__WORK TO DO__:
Gather every line of the items below that contains the word "mountain", and copy each line in full.

^^^^^^^^^^^^^^^^

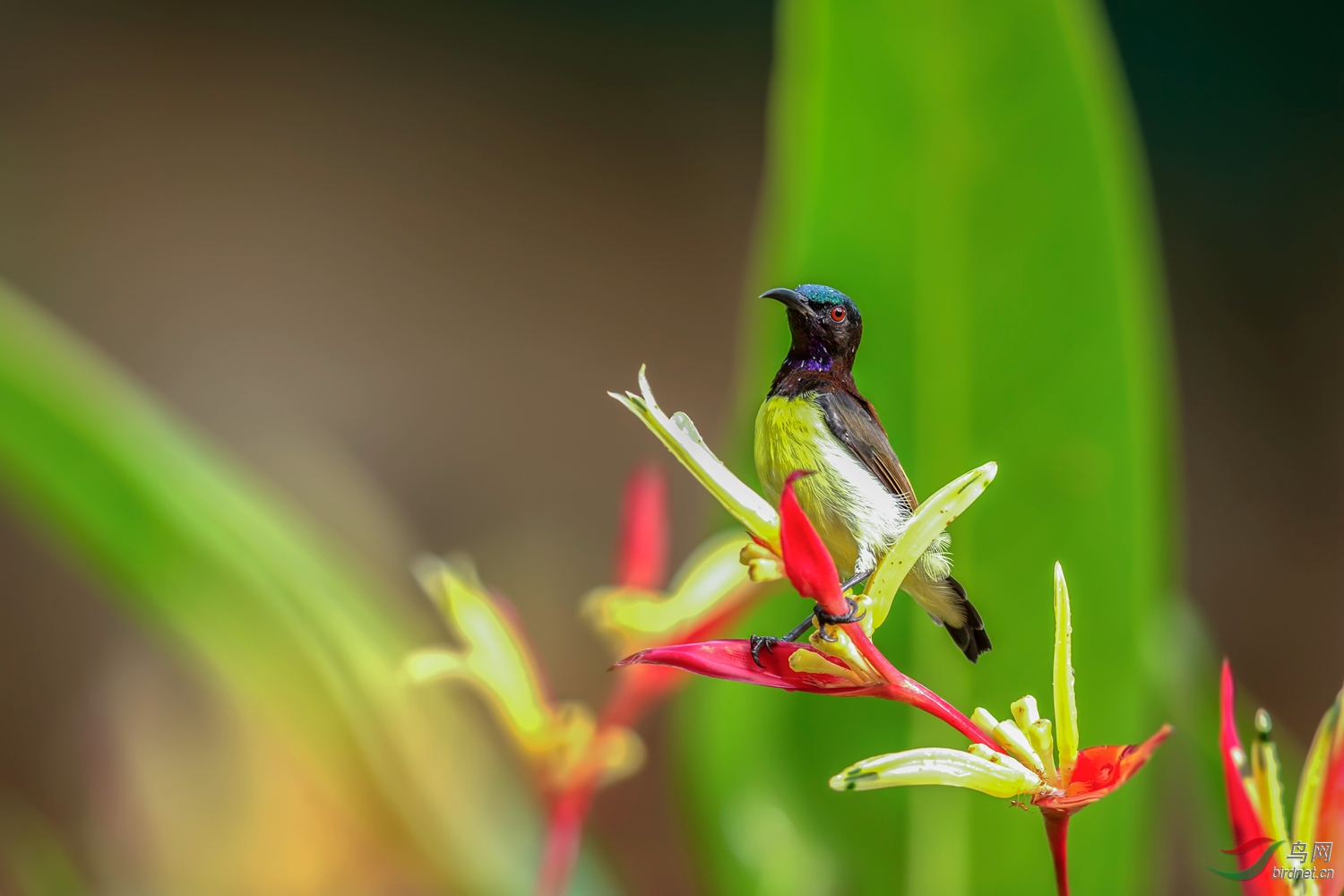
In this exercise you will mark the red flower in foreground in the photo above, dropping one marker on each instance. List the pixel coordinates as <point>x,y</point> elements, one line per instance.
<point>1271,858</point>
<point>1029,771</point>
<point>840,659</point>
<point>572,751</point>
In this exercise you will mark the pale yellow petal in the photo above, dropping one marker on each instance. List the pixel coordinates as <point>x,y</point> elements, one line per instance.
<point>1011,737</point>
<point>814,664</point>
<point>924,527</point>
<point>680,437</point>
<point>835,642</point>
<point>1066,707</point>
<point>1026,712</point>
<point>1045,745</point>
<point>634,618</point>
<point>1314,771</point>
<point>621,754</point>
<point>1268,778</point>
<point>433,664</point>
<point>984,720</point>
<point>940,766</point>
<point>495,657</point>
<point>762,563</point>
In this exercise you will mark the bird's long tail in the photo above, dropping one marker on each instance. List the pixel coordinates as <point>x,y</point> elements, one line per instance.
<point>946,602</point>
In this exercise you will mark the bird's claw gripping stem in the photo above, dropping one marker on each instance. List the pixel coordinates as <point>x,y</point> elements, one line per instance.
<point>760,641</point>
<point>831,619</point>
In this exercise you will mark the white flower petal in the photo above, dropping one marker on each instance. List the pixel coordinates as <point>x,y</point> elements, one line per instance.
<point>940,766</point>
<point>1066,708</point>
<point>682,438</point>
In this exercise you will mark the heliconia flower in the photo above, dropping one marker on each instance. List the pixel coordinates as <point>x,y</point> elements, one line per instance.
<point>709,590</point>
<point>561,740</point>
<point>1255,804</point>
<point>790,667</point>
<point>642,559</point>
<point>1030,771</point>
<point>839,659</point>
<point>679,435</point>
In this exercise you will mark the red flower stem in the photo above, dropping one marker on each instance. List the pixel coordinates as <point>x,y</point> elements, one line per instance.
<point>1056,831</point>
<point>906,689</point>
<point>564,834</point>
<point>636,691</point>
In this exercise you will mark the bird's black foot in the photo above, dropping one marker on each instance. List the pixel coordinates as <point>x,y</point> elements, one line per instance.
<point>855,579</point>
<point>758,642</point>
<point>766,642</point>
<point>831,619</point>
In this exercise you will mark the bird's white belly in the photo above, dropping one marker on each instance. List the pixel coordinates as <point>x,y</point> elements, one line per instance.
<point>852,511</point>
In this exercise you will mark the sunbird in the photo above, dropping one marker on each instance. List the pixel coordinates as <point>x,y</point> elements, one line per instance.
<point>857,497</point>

^^^^^^^^^^^^^^^^

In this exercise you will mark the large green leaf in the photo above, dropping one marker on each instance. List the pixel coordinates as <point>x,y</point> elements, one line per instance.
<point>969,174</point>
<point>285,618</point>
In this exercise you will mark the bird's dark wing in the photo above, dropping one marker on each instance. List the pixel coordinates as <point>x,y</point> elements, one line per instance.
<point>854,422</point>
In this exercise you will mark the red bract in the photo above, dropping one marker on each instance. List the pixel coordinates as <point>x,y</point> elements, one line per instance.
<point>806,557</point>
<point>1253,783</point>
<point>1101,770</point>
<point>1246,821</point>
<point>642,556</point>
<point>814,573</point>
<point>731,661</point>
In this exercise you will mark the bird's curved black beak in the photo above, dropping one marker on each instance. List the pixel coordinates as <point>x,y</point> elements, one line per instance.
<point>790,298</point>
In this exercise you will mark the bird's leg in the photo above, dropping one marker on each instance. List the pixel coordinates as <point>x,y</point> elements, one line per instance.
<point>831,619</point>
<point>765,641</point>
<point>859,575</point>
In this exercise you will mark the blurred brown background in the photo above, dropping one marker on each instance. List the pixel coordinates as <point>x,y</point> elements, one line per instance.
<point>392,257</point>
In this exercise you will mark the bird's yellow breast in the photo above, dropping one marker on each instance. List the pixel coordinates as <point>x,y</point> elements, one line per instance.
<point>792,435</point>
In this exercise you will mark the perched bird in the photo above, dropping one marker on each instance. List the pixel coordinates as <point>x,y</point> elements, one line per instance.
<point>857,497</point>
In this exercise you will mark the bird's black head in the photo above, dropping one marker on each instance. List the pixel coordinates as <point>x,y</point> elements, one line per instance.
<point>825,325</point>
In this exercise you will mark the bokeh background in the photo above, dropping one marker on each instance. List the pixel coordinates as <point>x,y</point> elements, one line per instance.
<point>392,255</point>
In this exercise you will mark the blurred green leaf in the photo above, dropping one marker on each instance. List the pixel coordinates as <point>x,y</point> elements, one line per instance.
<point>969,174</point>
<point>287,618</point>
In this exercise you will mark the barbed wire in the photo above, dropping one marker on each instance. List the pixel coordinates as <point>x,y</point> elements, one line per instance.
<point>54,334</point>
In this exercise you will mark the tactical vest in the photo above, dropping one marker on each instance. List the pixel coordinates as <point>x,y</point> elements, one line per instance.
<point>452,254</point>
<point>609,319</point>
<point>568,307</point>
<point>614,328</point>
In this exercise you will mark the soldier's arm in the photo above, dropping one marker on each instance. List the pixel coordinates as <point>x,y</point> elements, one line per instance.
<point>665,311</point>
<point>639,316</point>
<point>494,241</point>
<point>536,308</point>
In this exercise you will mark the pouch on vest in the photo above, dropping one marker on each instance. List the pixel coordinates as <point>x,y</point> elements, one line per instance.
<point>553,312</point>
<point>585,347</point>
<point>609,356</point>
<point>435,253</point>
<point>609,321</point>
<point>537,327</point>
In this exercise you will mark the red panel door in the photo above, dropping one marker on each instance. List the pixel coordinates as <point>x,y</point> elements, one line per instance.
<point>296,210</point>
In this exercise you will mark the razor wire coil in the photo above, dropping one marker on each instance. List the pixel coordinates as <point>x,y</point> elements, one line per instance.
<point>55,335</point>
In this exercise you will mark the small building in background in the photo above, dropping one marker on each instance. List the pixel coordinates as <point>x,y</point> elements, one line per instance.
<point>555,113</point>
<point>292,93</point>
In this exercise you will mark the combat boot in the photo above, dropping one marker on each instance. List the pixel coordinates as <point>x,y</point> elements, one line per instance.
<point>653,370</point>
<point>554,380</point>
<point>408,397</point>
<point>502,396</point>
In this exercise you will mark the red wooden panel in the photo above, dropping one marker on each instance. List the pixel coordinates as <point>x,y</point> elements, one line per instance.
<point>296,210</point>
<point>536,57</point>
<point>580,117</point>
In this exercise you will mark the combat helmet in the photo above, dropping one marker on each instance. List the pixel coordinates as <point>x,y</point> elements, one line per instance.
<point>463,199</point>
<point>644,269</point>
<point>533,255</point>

^^^^^^^^^^^^^^^^

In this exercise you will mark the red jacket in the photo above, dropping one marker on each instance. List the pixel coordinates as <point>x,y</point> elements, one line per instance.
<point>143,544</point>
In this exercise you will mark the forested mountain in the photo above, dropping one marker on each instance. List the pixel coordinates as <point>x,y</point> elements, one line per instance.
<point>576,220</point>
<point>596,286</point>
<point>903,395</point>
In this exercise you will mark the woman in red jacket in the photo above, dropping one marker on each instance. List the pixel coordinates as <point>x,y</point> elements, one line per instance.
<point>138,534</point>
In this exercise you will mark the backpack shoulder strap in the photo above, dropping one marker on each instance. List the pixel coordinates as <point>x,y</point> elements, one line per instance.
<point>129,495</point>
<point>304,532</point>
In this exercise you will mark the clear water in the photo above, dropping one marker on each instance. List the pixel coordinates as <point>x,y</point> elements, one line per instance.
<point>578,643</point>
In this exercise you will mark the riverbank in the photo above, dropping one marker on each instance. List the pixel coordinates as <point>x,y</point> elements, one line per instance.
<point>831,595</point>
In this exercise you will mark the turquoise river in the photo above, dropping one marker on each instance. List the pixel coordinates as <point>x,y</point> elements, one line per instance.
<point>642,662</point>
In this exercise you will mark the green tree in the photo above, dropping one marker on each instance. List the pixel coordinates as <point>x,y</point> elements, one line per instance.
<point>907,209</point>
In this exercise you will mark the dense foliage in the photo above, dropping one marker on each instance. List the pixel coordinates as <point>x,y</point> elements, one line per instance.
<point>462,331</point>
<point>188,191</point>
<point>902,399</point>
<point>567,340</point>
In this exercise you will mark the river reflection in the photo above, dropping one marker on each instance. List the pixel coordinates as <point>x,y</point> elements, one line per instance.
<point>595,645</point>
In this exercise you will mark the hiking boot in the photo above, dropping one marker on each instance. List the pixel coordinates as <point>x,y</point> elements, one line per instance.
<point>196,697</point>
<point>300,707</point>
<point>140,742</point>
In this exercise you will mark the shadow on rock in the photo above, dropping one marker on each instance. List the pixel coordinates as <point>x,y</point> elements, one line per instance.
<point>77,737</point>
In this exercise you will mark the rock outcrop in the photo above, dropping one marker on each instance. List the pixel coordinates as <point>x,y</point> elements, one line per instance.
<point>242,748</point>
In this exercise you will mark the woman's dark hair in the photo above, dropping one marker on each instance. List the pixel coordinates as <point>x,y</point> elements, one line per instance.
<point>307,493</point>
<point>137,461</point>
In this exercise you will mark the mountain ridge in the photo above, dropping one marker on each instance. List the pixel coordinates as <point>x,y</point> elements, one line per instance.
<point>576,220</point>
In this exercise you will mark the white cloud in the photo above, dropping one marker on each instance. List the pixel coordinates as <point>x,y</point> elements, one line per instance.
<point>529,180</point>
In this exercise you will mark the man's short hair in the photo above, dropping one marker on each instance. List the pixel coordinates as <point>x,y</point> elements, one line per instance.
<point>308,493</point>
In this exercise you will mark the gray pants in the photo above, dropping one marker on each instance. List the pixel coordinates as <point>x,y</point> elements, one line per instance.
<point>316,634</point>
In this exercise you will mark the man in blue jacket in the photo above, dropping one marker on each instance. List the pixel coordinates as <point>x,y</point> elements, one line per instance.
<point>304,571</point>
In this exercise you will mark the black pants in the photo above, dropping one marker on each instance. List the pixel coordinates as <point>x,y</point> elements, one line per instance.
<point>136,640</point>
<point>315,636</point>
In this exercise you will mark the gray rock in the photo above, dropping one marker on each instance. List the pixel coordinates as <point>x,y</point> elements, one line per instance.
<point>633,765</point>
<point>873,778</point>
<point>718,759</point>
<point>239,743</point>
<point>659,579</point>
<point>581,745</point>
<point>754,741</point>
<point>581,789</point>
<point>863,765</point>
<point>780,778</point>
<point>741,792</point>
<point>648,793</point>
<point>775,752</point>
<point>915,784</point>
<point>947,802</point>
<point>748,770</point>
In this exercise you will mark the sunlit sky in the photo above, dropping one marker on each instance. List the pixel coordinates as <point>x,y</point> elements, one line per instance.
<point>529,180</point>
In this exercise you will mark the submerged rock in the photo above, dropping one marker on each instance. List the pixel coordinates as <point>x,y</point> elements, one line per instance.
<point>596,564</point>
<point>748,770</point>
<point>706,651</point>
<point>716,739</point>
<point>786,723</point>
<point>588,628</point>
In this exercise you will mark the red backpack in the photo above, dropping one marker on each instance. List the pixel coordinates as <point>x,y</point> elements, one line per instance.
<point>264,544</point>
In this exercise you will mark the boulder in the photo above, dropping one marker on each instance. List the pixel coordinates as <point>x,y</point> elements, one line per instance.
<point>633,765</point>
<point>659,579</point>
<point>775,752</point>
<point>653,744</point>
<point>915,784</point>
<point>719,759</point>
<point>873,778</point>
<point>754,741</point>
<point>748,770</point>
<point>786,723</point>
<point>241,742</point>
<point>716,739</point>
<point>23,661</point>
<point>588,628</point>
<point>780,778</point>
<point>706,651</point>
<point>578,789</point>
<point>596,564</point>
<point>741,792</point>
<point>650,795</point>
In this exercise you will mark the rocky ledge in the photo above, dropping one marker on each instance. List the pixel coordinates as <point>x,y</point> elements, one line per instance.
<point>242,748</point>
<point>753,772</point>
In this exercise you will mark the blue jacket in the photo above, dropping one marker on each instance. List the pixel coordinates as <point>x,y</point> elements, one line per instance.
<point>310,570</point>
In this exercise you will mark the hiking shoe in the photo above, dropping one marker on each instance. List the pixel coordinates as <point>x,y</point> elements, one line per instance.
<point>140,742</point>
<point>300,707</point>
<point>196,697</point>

^^^^^^^^^^^^^^^^

__REPLY TO THE EXERCISE__:
In this exercise you will mark the forested mountain in the photo above, dropping one marker on each instance. List the pixel coordinates as <point>x,y</point> elements, one line per instance.
In this exercise you will mark the mountain ridge in the photo above, dropping one marker on each instance. List the pixel coordinates as <point>x,y</point> elements, one line per instance.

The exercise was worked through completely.